## To do
Please tally the lines of the records below that contain the string "rail", and give only that number.

[Excerpts of pointing data]
• • • • • • •
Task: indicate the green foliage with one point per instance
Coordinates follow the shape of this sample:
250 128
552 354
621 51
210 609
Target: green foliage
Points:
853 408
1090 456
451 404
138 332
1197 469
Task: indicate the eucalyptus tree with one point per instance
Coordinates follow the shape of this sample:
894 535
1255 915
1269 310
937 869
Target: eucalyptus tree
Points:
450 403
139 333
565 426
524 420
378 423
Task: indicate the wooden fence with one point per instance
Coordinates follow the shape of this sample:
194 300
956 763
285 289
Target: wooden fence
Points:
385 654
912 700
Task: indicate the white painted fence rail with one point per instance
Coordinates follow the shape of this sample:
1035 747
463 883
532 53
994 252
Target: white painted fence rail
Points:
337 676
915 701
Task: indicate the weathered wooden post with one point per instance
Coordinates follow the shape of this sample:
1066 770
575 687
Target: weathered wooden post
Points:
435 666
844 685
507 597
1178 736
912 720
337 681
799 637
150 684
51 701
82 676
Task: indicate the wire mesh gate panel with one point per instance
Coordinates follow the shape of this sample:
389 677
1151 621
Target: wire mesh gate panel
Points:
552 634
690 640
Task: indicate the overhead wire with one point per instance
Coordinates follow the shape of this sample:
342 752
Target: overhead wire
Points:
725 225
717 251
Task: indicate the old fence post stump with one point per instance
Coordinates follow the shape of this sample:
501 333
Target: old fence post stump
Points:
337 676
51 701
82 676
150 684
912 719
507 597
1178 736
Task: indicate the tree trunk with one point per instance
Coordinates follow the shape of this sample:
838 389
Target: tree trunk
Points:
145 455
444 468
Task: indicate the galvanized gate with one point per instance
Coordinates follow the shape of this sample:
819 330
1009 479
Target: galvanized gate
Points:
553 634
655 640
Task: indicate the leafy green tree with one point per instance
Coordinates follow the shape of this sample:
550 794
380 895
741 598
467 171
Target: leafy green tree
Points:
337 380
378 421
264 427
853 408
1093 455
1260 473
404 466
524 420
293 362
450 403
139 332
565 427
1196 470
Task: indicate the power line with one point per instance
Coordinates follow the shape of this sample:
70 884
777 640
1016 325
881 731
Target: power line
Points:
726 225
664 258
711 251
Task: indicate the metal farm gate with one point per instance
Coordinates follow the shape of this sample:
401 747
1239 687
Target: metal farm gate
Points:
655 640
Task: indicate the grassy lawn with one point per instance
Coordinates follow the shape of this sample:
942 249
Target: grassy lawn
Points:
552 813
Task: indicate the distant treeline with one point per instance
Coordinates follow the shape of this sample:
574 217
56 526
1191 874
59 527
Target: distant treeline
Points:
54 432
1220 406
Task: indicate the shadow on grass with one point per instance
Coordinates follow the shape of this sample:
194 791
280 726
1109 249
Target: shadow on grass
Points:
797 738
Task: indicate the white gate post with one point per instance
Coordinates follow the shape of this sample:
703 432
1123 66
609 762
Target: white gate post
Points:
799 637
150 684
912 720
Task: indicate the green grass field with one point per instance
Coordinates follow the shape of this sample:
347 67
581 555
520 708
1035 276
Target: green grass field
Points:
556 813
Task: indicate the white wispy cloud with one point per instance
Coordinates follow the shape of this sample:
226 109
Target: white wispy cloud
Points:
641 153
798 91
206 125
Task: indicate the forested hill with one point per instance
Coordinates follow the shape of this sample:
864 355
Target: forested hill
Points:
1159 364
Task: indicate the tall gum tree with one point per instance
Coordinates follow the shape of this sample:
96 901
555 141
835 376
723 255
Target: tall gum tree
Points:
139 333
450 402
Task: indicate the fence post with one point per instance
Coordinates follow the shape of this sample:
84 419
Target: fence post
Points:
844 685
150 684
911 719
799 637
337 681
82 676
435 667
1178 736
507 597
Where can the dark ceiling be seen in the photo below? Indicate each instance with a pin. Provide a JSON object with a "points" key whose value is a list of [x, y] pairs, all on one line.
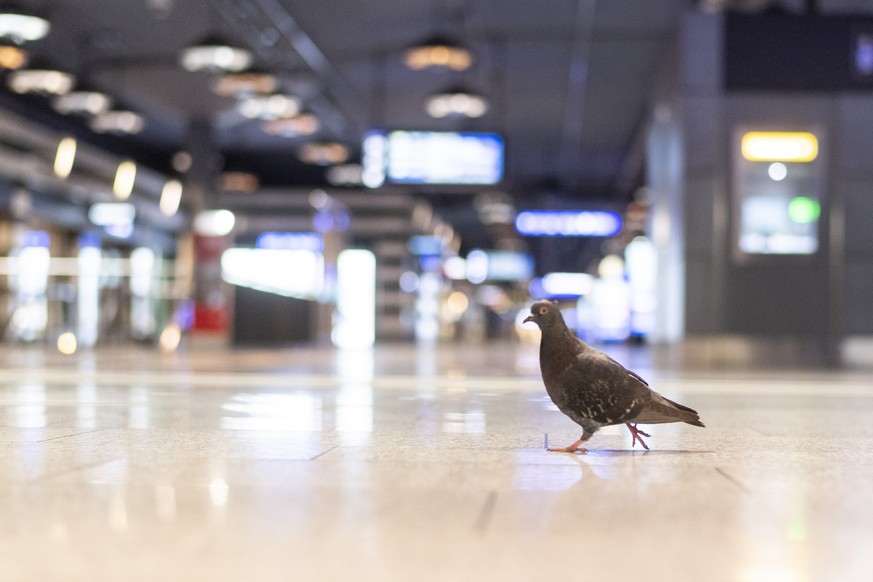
• • • • • • •
## Reply to the exercise
2